[Labeled region records]
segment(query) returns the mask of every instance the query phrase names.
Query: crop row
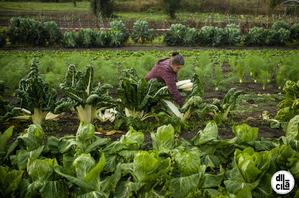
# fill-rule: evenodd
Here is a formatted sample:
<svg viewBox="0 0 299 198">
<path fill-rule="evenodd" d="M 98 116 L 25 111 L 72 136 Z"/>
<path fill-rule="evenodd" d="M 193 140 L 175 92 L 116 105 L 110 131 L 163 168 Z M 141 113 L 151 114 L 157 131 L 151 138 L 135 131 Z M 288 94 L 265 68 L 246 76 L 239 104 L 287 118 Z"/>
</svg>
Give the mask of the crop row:
<svg viewBox="0 0 299 198">
<path fill-rule="evenodd" d="M 135 43 L 144 44 L 151 42 L 157 36 L 156 30 L 149 29 L 147 22 L 141 20 L 134 22 L 132 33 L 121 20 L 115 20 L 110 22 L 111 28 L 107 31 L 88 28 L 81 29 L 78 32 L 68 31 L 64 34 L 54 21 L 42 24 L 40 21 L 20 17 L 13 18 L 10 21 L 11 25 L 4 34 L 10 42 L 31 46 L 115 47 L 123 46 L 130 38 Z M 277 46 L 299 39 L 298 24 L 289 27 L 285 22 L 278 21 L 274 23 L 272 29 L 254 27 L 243 35 L 239 27 L 234 24 L 228 24 L 224 29 L 204 26 L 197 32 L 194 28 L 186 27 L 180 24 L 172 24 L 164 34 L 163 42 L 170 46 L 188 47 L 230 46 L 241 42 L 247 46 Z M 6 36 L 0 36 L 0 46 L 5 45 Z"/>
<path fill-rule="evenodd" d="M 281 89 L 288 80 L 299 80 L 296 64 L 297 50 L 240 51 L 215 50 L 180 51 L 186 55 L 185 64 L 179 72 L 180 79 L 192 79 L 196 73 L 204 89 L 212 87 L 215 90 L 225 89 L 232 83 L 252 82 L 266 89 L 268 84 L 276 81 Z M 57 89 L 64 81 L 64 74 L 70 64 L 83 70 L 86 63 L 90 63 L 95 71 L 95 83 L 107 83 L 113 86 L 119 83 L 123 70 L 133 66 L 139 76 L 145 76 L 155 65 L 157 57 L 167 57 L 169 51 L 146 52 L 86 51 L 84 52 L 3 52 L 0 60 L 0 80 L 5 82 L 7 93 L 13 95 L 20 80 L 25 77 L 30 60 L 25 57 L 38 58 L 41 76 L 51 88 Z M 16 63 L 17 63 L 17 64 Z M 228 69 L 229 72 L 225 69 Z M 224 72 L 226 72 L 224 74 Z"/>
</svg>

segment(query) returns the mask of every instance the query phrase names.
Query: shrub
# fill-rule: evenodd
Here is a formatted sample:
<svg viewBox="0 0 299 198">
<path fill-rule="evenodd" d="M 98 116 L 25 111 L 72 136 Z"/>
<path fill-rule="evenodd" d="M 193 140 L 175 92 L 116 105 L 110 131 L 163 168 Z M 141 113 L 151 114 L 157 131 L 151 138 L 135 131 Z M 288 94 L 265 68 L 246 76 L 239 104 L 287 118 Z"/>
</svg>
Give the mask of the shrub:
<svg viewBox="0 0 299 198">
<path fill-rule="evenodd" d="M 156 31 L 153 29 L 149 30 L 147 22 L 144 21 L 136 21 L 134 23 L 133 28 L 131 37 L 135 43 L 144 44 L 147 40 L 151 42 L 157 37 Z"/>
<path fill-rule="evenodd" d="M 120 30 L 109 30 L 107 34 L 108 45 L 112 47 L 121 47 L 123 45 L 124 38 Z"/>
<path fill-rule="evenodd" d="M 66 48 L 74 48 L 79 46 L 79 38 L 74 31 L 68 31 L 63 35 L 62 46 Z"/>
<path fill-rule="evenodd" d="M 95 47 L 104 47 L 106 44 L 106 33 L 102 30 L 94 31 L 94 46 Z"/>
<path fill-rule="evenodd" d="M 263 46 L 266 40 L 266 32 L 263 28 L 254 27 L 243 38 L 244 44 L 247 46 Z"/>
<path fill-rule="evenodd" d="M 283 28 L 286 30 L 289 29 L 288 24 L 284 21 L 279 21 L 274 22 L 272 25 L 273 29 L 278 31 L 280 28 Z"/>
<path fill-rule="evenodd" d="M 78 35 L 79 44 L 80 47 L 91 47 L 94 43 L 93 31 L 90 28 L 81 29 Z"/>
<path fill-rule="evenodd" d="M 50 44 L 59 45 L 61 44 L 63 36 L 55 21 L 48 22 L 44 24 L 45 30 L 45 38 Z"/>
<path fill-rule="evenodd" d="M 109 29 L 109 30 L 117 30 L 120 31 L 123 33 L 123 37 L 124 38 L 123 41 L 126 42 L 127 41 L 129 36 L 130 36 L 130 33 L 126 28 L 126 25 L 123 23 L 121 20 L 119 21 L 116 20 L 113 21 L 110 23 L 110 26 L 111 27 Z"/>
<path fill-rule="evenodd" d="M 218 27 L 204 26 L 198 34 L 196 42 L 200 45 L 208 45 L 210 47 L 219 46 L 223 43 L 224 38 L 223 29 Z"/>
</svg>

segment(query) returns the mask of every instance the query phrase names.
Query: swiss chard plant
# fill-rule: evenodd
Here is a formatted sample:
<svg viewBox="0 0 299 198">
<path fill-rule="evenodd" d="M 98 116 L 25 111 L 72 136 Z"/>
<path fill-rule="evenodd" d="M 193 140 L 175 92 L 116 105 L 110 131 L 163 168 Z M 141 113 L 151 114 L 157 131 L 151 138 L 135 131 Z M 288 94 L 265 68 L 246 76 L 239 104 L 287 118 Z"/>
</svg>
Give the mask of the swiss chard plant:
<svg viewBox="0 0 299 198">
<path fill-rule="evenodd" d="M 22 111 L 29 115 L 14 117 L 20 119 L 30 119 L 34 124 L 42 125 L 46 120 L 55 118 L 59 114 L 51 112 L 56 107 L 57 92 L 49 88 L 50 84 L 44 83 L 39 75 L 35 58 L 31 61 L 30 72 L 26 79 L 21 80 L 19 88 L 16 90 L 18 95 L 17 103 L 21 105 Z"/>
<path fill-rule="evenodd" d="M 112 88 L 109 84 L 101 84 L 93 87 L 94 71 L 90 65 L 86 66 L 85 73 L 77 71 L 71 64 L 65 75 L 65 81 L 60 86 L 68 98 L 62 99 L 57 103 L 57 113 L 66 112 L 70 113 L 73 107 L 80 120 L 89 124 L 101 111 L 117 106 L 120 102 L 115 100 L 105 92 Z M 107 92 L 108 93 L 108 92 Z"/>
<path fill-rule="evenodd" d="M 170 96 L 169 92 L 158 92 L 162 106 L 156 105 L 152 109 L 156 119 L 161 124 L 171 124 L 177 131 L 180 132 L 182 128 L 186 129 L 187 127 L 185 121 L 189 115 L 196 114 L 200 117 L 209 112 L 209 106 L 202 104 L 202 97 L 204 91 L 201 81 L 196 73 L 193 75 L 193 78 L 191 93 L 186 98 L 181 107 Z M 190 90 L 190 88 L 187 90 Z M 164 93 L 167 94 L 164 95 Z M 184 96 L 184 93 L 185 94 L 182 93 L 181 94 Z"/>
<path fill-rule="evenodd" d="M 230 89 L 225 95 L 222 104 L 220 100 L 216 99 L 213 104 L 217 107 L 214 109 L 213 120 L 217 123 L 221 123 L 227 118 L 229 111 L 233 110 L 236 106 L 236 101 L 242 92 L 241 91 L 236 91 L 236 88 L 233 87 Z"/>
<path fill-rule="evenodd" d="M 145 111 L 146 105 L 154 101 L 153 96 L 160 84 L 154 78 L 148 82 L 144 78 L 139 78 L 134 66 L 126 69 L 126 77 L 120 77 L 117 93 L 125 107 L 125 115 L 117 116 L 115 128 L 118 129 L 123 123 L 128 128 L 130 126 L 137 129 L 141 121 L 153 116 L 151 112 Z"/>
<path fill-rule="evenodd" d="M 270 183 L 272 176 L 267 173 L 270 166 L 269 151 L 254 152 L 251 147 L 235 152 L 233 168 L 228 172 L 224 182 L 229 192 L 237 194 L 245 187 L 249 194 L 255 197 L 269 197 L 272 193 Z"/>
</svg>

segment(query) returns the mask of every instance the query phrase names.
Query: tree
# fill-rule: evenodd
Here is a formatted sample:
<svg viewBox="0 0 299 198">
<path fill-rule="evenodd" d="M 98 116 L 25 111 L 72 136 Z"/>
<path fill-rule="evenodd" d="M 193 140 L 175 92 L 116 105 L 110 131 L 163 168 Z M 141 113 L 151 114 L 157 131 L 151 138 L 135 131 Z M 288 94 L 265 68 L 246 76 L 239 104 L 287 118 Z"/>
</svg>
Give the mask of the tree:
<svg viewBox="0 0 299 198">
<path fill-rule="evenodd" d="M 181 2 L 182 0 L 177 0 L 174 1 L 172 0 L 163 0 L 165 13 L 169 15 L 170 18 L 176 18 L 176 11 L 181 7 Z"/>
<path fill-rule="evenodd" d="M 91 0 L 90 7 L 94 16 L 100 12 L 104 16 L 112 14 L 113 4 L 110 0 Z"/>
</svg>

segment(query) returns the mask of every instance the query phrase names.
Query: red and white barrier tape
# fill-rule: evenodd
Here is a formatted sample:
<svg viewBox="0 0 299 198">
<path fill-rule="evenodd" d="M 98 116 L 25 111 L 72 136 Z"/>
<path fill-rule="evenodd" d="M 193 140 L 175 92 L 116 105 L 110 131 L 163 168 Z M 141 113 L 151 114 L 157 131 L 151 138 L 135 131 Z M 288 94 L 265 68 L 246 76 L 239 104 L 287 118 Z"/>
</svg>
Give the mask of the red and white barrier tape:
<svg viewBox="0 0 299 198">
<path fill-rule="evenodd" d="M 87 28 L 57 28 L 58 29 L 61 29 L 63 30 L 81 30 L 81 29 L 88 29 Z M 97 29 L 100 29 L 100 30 L 109 30 L 110 28 L 99 28 Z M 133 30 L 133 29 L 127 29 L 128 30 Z M 170 29 L 155 29 L 155 30 L 169 30 Z"/>
</svg>

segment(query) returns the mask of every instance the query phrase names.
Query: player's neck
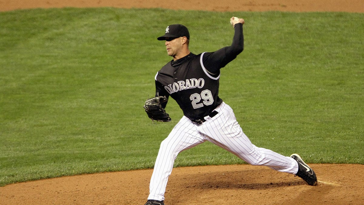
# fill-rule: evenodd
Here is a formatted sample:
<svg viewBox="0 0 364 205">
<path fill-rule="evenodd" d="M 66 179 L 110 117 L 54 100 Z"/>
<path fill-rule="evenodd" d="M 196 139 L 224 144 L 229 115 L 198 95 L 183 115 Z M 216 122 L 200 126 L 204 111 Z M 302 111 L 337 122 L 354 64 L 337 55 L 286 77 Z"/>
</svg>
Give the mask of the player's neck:
<svg viewBox="0 0 364 205">
<path fill-rule="evenodd" d="M 173 61 L 175 61 L 179 59 L 181 59 L 181 58 L 187 56 L 188 54 L 191 53 L 191 52 L 190 51 L 190 50 L 187 50 L 185 51 L 184 51 L 183 52 L 181 52 L 179 53 L 178 54 L 173 56 Z"/>
</svg>

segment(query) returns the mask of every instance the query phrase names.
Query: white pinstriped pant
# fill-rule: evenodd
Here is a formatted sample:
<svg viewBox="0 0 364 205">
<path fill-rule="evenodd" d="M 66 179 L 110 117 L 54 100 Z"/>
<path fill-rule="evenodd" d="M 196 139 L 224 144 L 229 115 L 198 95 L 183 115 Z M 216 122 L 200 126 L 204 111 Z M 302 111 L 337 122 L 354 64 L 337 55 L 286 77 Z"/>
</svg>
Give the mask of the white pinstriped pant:
<svg viewBox="0 0 364 205">
<path fill-rule="evenodd" d="M 279 171 L 295 174 L 297 162 L 252 143 L 243 132 L 232 109 L 223 102 L 215 110 L 218 113 L 205 117 L 197 126 L 183 116 L 168 136 L 161 144 L 149 186 L 148 199 L 163 201 L 174 160 L 181 152 L 208 141 L 231 152 L 253 165 L 264 165 Z"/>
</svg>

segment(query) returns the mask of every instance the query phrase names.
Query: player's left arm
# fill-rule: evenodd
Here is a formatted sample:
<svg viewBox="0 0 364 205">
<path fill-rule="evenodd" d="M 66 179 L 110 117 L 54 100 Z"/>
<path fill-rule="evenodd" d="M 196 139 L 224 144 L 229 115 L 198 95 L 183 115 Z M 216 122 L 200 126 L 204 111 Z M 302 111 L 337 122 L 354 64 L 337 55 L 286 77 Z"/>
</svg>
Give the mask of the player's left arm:
<svg viewBox="0 0 364 205">
<path fill-rule="evenodd" d="M 232 18 L 232 19 L 233 19 Z M 243 24 L 244 19 L 238 19 L 232 20 L 235 33 L 233 42 L 230 46 L 227 46 L 214 52 L 207 53 L 203 56 L 203 65 L 211 74 L 218 73 L 219 70 L 223 67 L 235 59 L 244 50 L 244 36 L 243 34 Z"/>
<path fill-rule="evenodd" d="M 168 100 L 169 97 L 169 93 L 164 89 L 164 86 L 161 83 L 155 81 L 155 97 L 160 96 L 166 96 Z M 167 106 L 167 102 L 168 101 L 166 101 L 162 104 L 162 107 L 163 109 L 165 108 Z"/>
</svg>

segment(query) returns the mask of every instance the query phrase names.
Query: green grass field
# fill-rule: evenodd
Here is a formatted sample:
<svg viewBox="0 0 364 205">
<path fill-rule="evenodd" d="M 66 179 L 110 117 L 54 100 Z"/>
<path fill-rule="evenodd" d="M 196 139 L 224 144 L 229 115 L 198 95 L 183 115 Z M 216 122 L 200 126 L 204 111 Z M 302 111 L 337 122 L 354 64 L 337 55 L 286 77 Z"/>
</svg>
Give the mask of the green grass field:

### Written instruction
Show each line from the rows that contains the word "field".

### Worked answer
Query: green grass field
Give the mask of the green grass field:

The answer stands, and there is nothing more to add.